Exercise details:
Write out the whole listing again, exactly as given.

————————

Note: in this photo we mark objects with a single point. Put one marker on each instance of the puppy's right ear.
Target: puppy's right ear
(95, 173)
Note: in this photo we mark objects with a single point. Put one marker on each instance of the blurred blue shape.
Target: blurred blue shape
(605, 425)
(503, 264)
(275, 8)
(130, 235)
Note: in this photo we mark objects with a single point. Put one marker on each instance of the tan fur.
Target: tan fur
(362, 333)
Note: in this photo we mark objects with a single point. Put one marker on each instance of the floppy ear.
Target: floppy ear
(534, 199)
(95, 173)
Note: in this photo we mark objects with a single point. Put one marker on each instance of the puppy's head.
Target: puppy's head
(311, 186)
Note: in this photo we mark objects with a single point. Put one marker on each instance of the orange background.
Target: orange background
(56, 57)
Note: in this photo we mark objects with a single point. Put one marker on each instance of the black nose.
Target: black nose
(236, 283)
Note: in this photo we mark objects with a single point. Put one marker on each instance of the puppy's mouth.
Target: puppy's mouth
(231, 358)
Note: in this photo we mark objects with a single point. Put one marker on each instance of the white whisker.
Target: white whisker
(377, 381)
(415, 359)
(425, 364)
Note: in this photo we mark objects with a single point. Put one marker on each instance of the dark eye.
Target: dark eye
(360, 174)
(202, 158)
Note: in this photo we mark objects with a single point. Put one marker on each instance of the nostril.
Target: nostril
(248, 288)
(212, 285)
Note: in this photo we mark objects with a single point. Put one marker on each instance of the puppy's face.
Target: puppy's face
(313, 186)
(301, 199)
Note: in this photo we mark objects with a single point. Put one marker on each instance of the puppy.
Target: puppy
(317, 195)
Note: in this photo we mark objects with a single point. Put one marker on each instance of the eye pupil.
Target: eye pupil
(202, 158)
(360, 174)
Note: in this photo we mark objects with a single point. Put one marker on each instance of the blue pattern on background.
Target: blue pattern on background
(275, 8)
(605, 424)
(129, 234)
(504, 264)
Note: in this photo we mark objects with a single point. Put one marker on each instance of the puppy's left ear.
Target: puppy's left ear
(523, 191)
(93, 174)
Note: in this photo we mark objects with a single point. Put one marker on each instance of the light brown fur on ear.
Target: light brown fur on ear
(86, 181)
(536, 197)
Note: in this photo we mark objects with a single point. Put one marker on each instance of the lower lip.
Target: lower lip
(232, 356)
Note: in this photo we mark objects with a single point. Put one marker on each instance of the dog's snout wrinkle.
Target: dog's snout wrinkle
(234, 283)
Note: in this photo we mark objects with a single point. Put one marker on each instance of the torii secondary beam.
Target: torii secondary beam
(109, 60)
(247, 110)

————————

Your response:
Note: in this photo we mark objects with a single point. Put one marker on each instance of the puppy's right ear.
Target: puppy's right ear
(95, 173)
Note: in this photo we mark objects with a single point. Put one marker on each instance of the blurred blue shape.
Target: blurred blue shape
(605, 425)
(503, 264)
(275, 8)
(130, 235)
Note: in this photo we mark objects with a single point. Put one marker on each instance of the tan fur.
Target: tan fur
(362, 333)
Note: in this photo we mark objects with a single point. Put one marker on each instance of the floppy ear.
Target: floppy ear
(534, 199)
(95, 173)
Note: in this photo we mark objects with a single point. Put one marker on each instance of the puppy's head.
Target: puppy's head
(311, 186)
Note: in this photo we mark objects with a single point. Put one marker on each instance of the orange background.
Target: orange background
(56, 57)
Note: in this photo we mark objects with a single point. Put one marker on each instance of the black nose.
Target: black nose
(236, 283)
Note: in this photo we mark objects with a single point. Put one marker on each instance of the puppy's mouth.
Target: puppy's mouth
(231, 358)
Note: in this photo we mark objects with a single point. Put one marker on each instance of the white whisker.
Target: white whisker
(377, 381)
(415, 359)
(425, 364)
Note: in this photo we mark objects with a single point. Put one marker on each instance of the dark eye.
Target: dark eye
(360, 174)
(202, 158)
Note: in this photo we mark objects with a single point. Put one marker on each instance of the nostril.
Target: nostril
(248, 288)
(212, 285)
Note: in this photo we mark objects with a single point. Put one marker on each instance of the puppy's face.
Target: puppy's face
(313, 186)
(301, 199)
Note: in this photo we mark objects with a single point. Put one marker on each instance of the puppy.
Target: puppy
(317, 195)
Note: in this photo we mark objects with a single point. Put one marker on each instance of the eye pupil.
Target: eye pupil
(202, 158)
(360, 174)
Note: in this photo we mark objects with a single point. Put one marker on each instance of the blue pattern on background.
Target: blue pattern on background
(275, 8)
(605, 424)
(129, 234)
(504, 264)
Note: in this photo we mark objects with a single point. Put one marker on each instance of the puppy's left ear.
Target: puppy's left ear
(523, 191)
(93, 174)
Note: in this photo we mark objects with a single point. Put one marker on each instance of the light brown fur on ear.
Target: light brown fur on ear
(86, 181)
(536, 197)
Note: in this photo we mark objects with a single point. Put one marker on each instance of the lower lip.
Target: lower lip
(232, 356)
Note: in this photo we mark objects with a single point. Put one marker on each instance of the dog's snout wrinkle.
Target: dog's snout wrinkle
(234, 283)
Note: in this photo we mark objects with a single point. Put one marker on each instance of the torii secondary beam.
Target: torii secondary beam
(109, 60)
(247, 110)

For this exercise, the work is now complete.